TASK GOAL:
Lay out the lines below as a numbered list, skipping any blank lines.
─── EXCERPTED RECORDS
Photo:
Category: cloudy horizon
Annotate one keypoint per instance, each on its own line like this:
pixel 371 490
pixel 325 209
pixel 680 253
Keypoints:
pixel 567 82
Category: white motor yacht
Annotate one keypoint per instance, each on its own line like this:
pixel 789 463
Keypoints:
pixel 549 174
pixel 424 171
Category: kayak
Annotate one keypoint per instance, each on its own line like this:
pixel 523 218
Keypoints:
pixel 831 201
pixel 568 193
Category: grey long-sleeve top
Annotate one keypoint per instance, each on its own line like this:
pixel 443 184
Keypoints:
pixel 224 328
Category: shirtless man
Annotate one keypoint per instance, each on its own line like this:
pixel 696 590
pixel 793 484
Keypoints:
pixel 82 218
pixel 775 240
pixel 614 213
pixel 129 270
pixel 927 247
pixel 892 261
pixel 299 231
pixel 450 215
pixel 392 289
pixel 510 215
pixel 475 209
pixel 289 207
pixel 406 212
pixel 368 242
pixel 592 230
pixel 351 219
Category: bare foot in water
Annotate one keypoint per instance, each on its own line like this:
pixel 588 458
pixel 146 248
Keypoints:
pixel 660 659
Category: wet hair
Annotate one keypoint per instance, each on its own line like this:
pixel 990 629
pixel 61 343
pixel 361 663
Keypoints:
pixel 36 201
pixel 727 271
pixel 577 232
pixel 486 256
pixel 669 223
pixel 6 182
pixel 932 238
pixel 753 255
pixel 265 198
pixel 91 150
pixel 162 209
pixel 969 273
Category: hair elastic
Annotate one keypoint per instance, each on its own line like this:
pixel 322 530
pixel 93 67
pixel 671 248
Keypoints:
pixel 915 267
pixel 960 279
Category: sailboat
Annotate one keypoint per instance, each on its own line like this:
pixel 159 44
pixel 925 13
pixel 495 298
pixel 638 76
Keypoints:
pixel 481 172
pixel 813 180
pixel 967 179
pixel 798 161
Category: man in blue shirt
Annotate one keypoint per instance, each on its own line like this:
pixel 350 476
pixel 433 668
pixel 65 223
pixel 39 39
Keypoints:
──────
REPLY:
1. Photo:
2. Category: cloudy horizon
3. Annotate one keypoint per instance, each on its own line like this:
4. pixel 371 490
5. pixel 325 209
6. pixel 680 253
7. Keypoints:
8. pixel 567 82
9. Category: white motor yacht
10. Annotate one keypoint per instance, each on its own line like this:
11. pixel 789 463
12. Keypoints:
13. pixel 549 174
14. pixel 424 171
15. Category: kayak
16. Annotate one keypoint per instance, each on its own line like this:
17. pixel 523 218
18. Keypoints:
19. pixel 831 201
20. pixel 568 193
21. Category: grey long-sleeve top
22. Annotate one keypoint per instance, each on its own line like this:
23. pixel 443 184
24. Keypoints:
25. pixel 224 328
26. Category: shirtless man
27. Annotate one keypoint per instance, each on its own line like this:
28. pixel 696 590
29. pixel 793 484
30. Keypoints:
31. pixel 82 218
32. pixel 775 240
33. pixel 614 213
34. pixel 129 270
35. pixel 927 247
36. pixel 892 261
37. pixel 299 231
38. pixel 450 215
39. pixel 392 289
40. pixel 510 215
41. pixel 475 209
42. pixel 289 207
43. pixel 406 212
44. pixel 368 242
45. pixel 592 230
46. pixel 351 219
47. Category: bare foot in water
48. Annotate one keypoint per instance, each on its own line like this:
49. pixel 588 458
50. pixel 146 248
51. Keypoints:
52. pixel 660 659
53. Category: wet hair
54. Annotate one keypoint per instance, each on its own line like this:
55. pixel 990 629
56. pixel 61 343
57. pixel 361 663
58. Keypoints:
59. pixel 36 201
60. pixel 727 271
61. pixel 577 232
62. pixel 486 256
63. pixel 669 223
64. pixel 6 182
65. pixel 932 238
66. pixel 753 255
67. pixel 265 198
68. pixel 91 150
69. pixel 162 209
70. pixel 969 273
71. Category: hair elastic
72. Annotate one keypoint per instance, each on its own line like this:
73. pixel 322 530
74. pixel 93 67
75. pixel 671 248
76. Keypoints:
77. pixel 915 267
78. pixel 960 279
79. Category: sailboat
80. Annotate one keypoint per instance, each on its own line like this:
81. pixel 159 44
82. pixel 925 13
83. pixel 495 298
84. pixel 638 76
85. Keypoints:
86. pixel 481 172
87. pixel 813 180
88. pixel 967 179
89. pixel 798 161
90. Category: man in blue shirt
91. Annotate one keypoint per instance, each on its own line like this:
92. pixel 350 476
93. pixel 433 668
94. pixel 65 223
95. pixel 39 39
96. Keypoints:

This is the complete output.